## Short problem
Starting from the line with "For the benchmark, mark each instance of the green" up to and including the last line of the entries below, reproduce every line, requests included, but scale each point coordinate in the answers by 1.15, rounding to the nearest whole number with halves rounded up. Leave the numbers in the requests and their format samples unchanged.

## Data in this exercise
--------------------------------------------------
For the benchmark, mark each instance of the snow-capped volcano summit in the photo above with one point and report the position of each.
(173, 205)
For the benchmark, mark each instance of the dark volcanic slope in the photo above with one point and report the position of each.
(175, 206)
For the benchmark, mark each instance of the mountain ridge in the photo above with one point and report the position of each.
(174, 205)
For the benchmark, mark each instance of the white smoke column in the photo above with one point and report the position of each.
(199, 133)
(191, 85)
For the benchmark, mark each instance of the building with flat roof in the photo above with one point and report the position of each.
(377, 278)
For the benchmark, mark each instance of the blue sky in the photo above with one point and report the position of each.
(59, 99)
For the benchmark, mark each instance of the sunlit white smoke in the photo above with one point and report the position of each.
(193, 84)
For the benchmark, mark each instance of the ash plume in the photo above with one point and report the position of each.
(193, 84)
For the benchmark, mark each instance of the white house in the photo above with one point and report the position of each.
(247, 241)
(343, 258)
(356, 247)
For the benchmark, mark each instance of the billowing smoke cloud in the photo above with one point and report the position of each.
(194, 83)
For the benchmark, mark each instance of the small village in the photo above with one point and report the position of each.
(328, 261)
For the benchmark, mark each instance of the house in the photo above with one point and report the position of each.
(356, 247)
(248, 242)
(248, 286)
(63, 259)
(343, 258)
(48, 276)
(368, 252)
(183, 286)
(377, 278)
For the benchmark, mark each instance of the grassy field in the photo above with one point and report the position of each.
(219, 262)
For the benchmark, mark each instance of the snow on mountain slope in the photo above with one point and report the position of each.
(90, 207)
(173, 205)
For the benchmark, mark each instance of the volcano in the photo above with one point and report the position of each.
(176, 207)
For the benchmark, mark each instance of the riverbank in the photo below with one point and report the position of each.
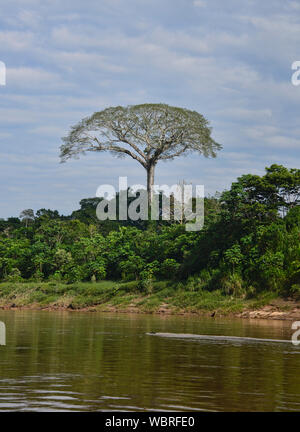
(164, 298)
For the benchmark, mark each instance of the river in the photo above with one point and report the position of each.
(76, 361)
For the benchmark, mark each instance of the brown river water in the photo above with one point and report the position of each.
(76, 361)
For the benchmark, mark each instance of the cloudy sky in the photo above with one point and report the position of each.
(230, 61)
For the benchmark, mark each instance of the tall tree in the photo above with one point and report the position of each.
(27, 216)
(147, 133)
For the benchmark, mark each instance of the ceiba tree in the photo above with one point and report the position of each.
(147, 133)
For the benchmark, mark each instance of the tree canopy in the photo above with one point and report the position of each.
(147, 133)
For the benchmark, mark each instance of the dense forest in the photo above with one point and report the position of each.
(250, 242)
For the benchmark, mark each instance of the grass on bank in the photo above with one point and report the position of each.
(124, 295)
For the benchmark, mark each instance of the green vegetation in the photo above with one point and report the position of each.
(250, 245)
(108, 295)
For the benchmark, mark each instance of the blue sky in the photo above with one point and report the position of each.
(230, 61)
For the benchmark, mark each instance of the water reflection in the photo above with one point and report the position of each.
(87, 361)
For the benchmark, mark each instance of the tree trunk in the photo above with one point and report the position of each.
--------------------------------------------------
## Exercise solution
For the benchmark, mark each instance of the green vegetation in the photo above with one point and report the position of each.
(288, 282)
(124, 339)
For the benchmark, mark each instance of the blue sky in the photo above with one point and report the position of each.
(265, 70)
For the benchmark, mark each instance of the water reflection in the photo above with one point and report the position of each.
(100, 415)
For the benchmark, mark each instance of the tree trunk in the photo above with one point and report the position of each.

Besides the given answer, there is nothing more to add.